> [SHORT PROBLEM] Lay out the records below as a Markdown table with the columns Row and Record. Put a row number in the first column and one line in the second, and leave out blank lines.

> [RECORDS FOR THIS TASK]
* begin *
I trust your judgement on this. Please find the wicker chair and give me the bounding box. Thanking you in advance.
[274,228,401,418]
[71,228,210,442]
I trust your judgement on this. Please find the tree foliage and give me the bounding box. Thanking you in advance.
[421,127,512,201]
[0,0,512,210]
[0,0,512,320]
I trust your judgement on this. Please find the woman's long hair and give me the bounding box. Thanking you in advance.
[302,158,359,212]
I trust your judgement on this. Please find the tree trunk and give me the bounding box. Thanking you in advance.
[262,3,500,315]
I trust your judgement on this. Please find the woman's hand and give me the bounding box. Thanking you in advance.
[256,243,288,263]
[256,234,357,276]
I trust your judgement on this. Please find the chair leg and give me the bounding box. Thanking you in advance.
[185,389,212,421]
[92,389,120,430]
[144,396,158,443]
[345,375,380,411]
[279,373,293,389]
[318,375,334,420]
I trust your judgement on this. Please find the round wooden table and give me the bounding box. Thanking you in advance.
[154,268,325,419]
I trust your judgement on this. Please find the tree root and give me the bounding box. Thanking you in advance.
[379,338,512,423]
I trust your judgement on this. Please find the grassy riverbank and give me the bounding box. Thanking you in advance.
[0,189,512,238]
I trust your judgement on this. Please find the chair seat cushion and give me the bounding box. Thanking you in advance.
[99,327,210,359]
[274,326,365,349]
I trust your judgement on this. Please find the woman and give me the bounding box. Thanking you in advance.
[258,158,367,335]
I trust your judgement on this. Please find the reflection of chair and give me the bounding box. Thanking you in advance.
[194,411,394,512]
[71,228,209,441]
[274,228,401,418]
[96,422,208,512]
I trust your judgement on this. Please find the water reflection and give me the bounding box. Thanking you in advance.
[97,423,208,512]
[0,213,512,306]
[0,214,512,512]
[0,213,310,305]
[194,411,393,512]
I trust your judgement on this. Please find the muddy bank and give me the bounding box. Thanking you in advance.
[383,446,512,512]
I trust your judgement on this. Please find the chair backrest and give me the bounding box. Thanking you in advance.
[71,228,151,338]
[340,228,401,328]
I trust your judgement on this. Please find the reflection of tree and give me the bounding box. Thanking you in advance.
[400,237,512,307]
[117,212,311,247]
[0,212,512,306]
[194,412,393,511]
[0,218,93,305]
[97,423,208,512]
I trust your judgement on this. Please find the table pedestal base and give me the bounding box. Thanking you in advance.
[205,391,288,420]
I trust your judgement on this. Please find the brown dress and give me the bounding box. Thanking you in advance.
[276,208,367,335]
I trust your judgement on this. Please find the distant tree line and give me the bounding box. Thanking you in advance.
* end *
> [FINAL RESULT]
| Row | Record |
|---|---|
| 1 | I trust your judgement on this. Please find the wicker chair and give me the bounding box. Thanking you in advance. |
| 2 | [274,228,401,418] |
| 3 | [71,228,210,442] |
| 4 | I trust your judgement on this. Please find the tree foliage and give me the bounding box. Thanking you in advance. |
| 5 | [421,127,512,201] |
| 6 | [0,0,512,210] |
| 7 | [0,0,512,320] |
| 8 | I trust your judgement on this. Please find the woman's long hair and give me the bounding box. Thanking you in advance. |
| 9 | [302,158,359,212] |
| 10 | I trust your judgement on this. Please find the tree trunk and give me the bounding box. Thanking you in advance. |
| 11 | [262,3,500,315] |
| 12 | I trust your judgement on this. Please find the woman's hand and give me the bounding box. Thanking you in advance. |
| 13 | [256,243,288,263] |
| 14 | [256,234,357,276] |
| 15 | I trust your judgement on this. Please find the chair leg and give me the bounding box. Thanking you in advance. |
| 16 | [185,389,212,421] |
| 17 | [92,389,120,430] |
| 18 | [144,396,158,443] |
| 19 | [345,375,380,411] |
| 20 | [279,373,293,389] |
| 21 | [318,375,334,420] |
| 22 | I trust your judgement on this. Please find the round wooden table and give me the bounding box. Thanking you in advance. |
| 23 | [154,268,325,419] |
| 24 | I trust your judgement on this. Please find the tree root and give me the bounding box. Thanking you in advance. |
| 25 | [379,338,512,423] |
| 26 | I trust your judgement on this. Please find the grassy riverbank and give me the bounding box. Thanking you in advance. |
| 27 | [0,189,512,238] |
| 28 | I trust your judgement on this. Please find the chair seat cushion and give me the bounding box. Thanking you in advance. |
| 29 | [99,327,210,359] |
| 30 | [274,326,365,349] |
| 31 | I trust your judgement on this. Please find the woman and give me the bounding box. Thanking you in advance. |
| 32 | [258,158,367,335] |
| 33 | I trust your judgement on this. Please find the reflection of chair and give me the bounding box. Thanking you in advance. |
| 34 | [194,411,394,512] |
| 35 | [71,228,209,441] |
| 36 | [274,228,401,418] |
| 37 | [96,422,208,512] |
| 38 | I trust your judgement on this. Please find the water reflection and give me the bounding box. Thanking you in advance. |
| 39 | [97,423,208,512] |
| 40 | [0,213,512,306] |
| 41 | [0,214,512,512] |
| 42 | [0,213,310,305] |
| 43 | [194,411,393,512] |
| 44 | I trust your judgement on this. Please find the muddy bank and give me the bounding box. Thanking you in advance. |
| 45 | [383,446,512,512] |
| 46 | I trust your judgement on this. Please find the chair backrest and give me the bounding box. Thanking you in advance. |
| 47 | [71,228,151,338] |
| 48 | [340,228,401,328] |
| 49 | I trust your judgement on this. Please find the reflection of tree and give me the bounding box. Thanking you in advance. |
| 50 | [400,237,512,307] |
| 51 | [117,212,311,247] |
| 52 | [0,212,512,306] |
| 53 | [194,412,393,511] |
| 54 | [0,218,93,305] |
| 55 | [97,423,208,512] |
| 56 | I trust your judgement on this. Please find the table pedestal base and give me the bounding box. Thanking you in advance. |
| 57 | [205,391,288,420] |
| 58 | I trust your judgement on this. Please find the brown dress and give me the bounding box. Thanking you in advance. |
| 59 | [276,208,367,335] |
| 60 | I trust your judgement on this. Please find the distant tree line and give me the bounding box. Thanking you in advance. |